EXERCISE
Copy the listing below, changing "marker" to "dot" everywhere it appears and keeping the rest the same.

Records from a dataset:
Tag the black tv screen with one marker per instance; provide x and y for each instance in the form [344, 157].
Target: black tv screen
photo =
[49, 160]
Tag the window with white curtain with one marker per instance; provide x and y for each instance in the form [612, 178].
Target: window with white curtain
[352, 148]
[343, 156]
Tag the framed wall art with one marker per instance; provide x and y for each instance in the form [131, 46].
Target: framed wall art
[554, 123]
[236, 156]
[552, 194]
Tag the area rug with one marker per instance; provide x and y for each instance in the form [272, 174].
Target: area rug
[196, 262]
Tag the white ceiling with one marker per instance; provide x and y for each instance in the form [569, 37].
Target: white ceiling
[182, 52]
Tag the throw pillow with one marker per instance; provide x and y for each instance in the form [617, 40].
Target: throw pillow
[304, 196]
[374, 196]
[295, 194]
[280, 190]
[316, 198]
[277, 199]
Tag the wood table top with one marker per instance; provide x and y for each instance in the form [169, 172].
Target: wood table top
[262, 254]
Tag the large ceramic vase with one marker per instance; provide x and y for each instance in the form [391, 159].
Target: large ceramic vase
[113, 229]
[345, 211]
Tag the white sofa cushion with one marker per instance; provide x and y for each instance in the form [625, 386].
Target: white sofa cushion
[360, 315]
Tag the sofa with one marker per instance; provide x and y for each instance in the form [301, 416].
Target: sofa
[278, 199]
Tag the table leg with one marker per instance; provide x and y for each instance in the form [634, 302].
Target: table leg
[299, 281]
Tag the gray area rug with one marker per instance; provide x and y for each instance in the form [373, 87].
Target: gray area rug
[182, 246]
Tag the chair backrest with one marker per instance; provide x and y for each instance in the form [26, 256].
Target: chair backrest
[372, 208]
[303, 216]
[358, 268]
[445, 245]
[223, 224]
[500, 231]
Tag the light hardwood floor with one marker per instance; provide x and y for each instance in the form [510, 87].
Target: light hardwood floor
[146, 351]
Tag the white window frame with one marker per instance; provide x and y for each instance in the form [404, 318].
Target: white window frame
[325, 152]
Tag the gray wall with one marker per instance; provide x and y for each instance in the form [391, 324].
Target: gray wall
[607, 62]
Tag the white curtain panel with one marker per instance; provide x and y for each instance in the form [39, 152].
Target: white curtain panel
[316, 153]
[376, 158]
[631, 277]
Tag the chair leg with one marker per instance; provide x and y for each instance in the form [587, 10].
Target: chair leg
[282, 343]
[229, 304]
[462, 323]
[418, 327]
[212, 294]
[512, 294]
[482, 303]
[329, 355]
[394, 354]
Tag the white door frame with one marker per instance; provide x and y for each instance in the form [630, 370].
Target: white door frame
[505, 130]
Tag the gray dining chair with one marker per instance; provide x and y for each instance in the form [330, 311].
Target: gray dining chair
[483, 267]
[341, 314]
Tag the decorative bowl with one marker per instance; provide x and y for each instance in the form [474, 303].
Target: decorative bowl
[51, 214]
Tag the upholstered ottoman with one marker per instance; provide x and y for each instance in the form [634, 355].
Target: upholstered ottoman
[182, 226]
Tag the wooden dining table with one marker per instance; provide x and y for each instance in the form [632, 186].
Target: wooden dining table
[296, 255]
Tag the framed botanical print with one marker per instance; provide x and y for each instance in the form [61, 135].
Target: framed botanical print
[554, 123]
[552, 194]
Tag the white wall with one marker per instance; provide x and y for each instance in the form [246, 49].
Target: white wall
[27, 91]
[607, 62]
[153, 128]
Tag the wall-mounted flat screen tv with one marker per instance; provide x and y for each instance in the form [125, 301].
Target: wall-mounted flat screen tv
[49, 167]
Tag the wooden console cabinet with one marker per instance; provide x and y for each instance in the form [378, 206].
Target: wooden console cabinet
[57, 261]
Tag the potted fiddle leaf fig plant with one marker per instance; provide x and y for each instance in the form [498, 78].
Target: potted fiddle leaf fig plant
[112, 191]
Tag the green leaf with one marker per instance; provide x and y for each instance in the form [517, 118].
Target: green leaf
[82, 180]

EXERCISE RESULT
Tag the black tv screen with one dot per instance; provide x and y for each instance in the form [344, 157].
Target: black tv screen
photo =
[49, 160]
Tag the window with white curtain with one dot per instance; provide x and y for each instance in the form [612, 178].
Target: window with white curtain
[352, 148]
[343, 156]
Tag the framed wall art with one dot per instance; provide x and y for each instance in the form [131, 46].
Target: framed wall art
[554, 123]
[236, 156]
[552, 194]
Tag the area rug with one dot per instance; provide x and y for each instance in the form [272, 174].
Target: area rug
[196, 262]
Tag the white ceiling with one dot per instance; provide x and y for each instance in the form [569, 37].
Target: white ceiling
[182, 52]
Tag the throw pillow with one dot per instance; provide x and y for each instance in the form [617, 40].
Target: throw pillow
[304, 196]
[374, 196]
[295, 194]
[280, 190]
[316, 198]
[277, 199]
Tag the wood table top with one dot per instance; provide x and y for each instance in the form [169, 172].
Target: wood table top
[262, 254]
Tag the large ceramic vase with one dot per instance; provide x and y for each instance in the form [391, 159].
Target: large ceramic vase
[113, 229]
[345, 211]
Tag the white sofa cushion with one dot per instance; provide x and y for each instance in the form [625, 386].
Target: white sofa cushion
[360, 315]
Tag the sofa with one dot per instance; provide x and y for each instance in the form [301, 416].
Target: sofa
[278, 199]
Tag the table leg with one dot per instance; provide x and y for each instance in the form [634, 302].
Target: table leg
[299, 281]
Tag the gray area rug with one dot per instance; provide x and y for each instance in the form [373, 87].
Target: gray area rug
[182, 246]
Tag the chair backrest with one dot per instance; provide x and y for each instance in the form [26, 256].
Target: chair backrest
[372, 208]
[303, 216]
[358, 268]
[445, 245]
[223, 224]
[500, 231]
Tag the light hardwood floor with one dot per instance; provide x and y for each instance in the form [510, 87].
Target: light hardwood floor
[146, 351]
Tag the white window frame with one dot per instance; provide x and y for each instance in the form [404, 318].
Target: white window frame
[325, 152]
Tag the gray wall with one dot per instance; provide x and y for each instance in the form [391, 324].
Target: gray wall
[607, 62]
Tag the white curtain panel with one dot per instance; provide x and y for each instance in the form [39, 152].
Target: white curtain panel
[316, 153]
[376, 158]
[631, 277]
Tag the chair leg with one dot per instance; provide x and y for each instance in the form [587, 10].
Target: chair leg
[282, 343]
[229, 304]
[462, 323]
[418, 327]
[212, 294]
[512, 294]
[482, 303]
[329, 355]
[394, 354]
Tag the white door frame with one dot per instance; provide x and y for each instance in the form [630, 370].
Target: white door frame
[505, 130]
Tag the gray dining chair with one dot per instance; provide x and y for each instance in the form [330, 311].
Target: gray dining chair
[483, 267]
[341, 314]
Tag the decorative bowl with one dot per instance; provide x and y for each instance in the form [474, 303].
Target: decorative bowl
[51, 214]
Tag the upholstered ottoman with one dot per instance; provide x and y for each instance in the form [634, 355].
Target: upholstered ottoman
[182, 226]
Tag the wooden dining table with one dot per instance; provide x and y for each instance in the form [632, 186].
Target: wooden dining table
[296, 255]
Tag the framed botanical print with one dot per instance; provide x and y for each instance in the form [61, 135].
Target: framed botanical print
[554, 123]
[552, 194]
Tag the white wall with one dot per instance; provide x and y for each instance in the form [246, 49].
Target: white wall
[27, 91]
[607, 62]
[153, 128]
Tag the wall-mounted flat screen tv with one dot per instance; provide x and y for each instance in the form [125, 301].
Target: wall-mounted flat screen tv
[49, 167]
Tag the wooden console cabinet with one dot per instance; provide x and y for each instance in the form [378, 206].
Target: wooden console cabinet
[57, 261]
Tag the potted fiddle leaf fig plant with one dot per instance; provide x and y for each instance in the form [498, 78].
Target: potted fiddle leaf fig plant
[112, 191]
Tag the green leaf with one dot per instance; provide x and y for each instance in the form [517, 118].
Target: green leaf
[82, 180]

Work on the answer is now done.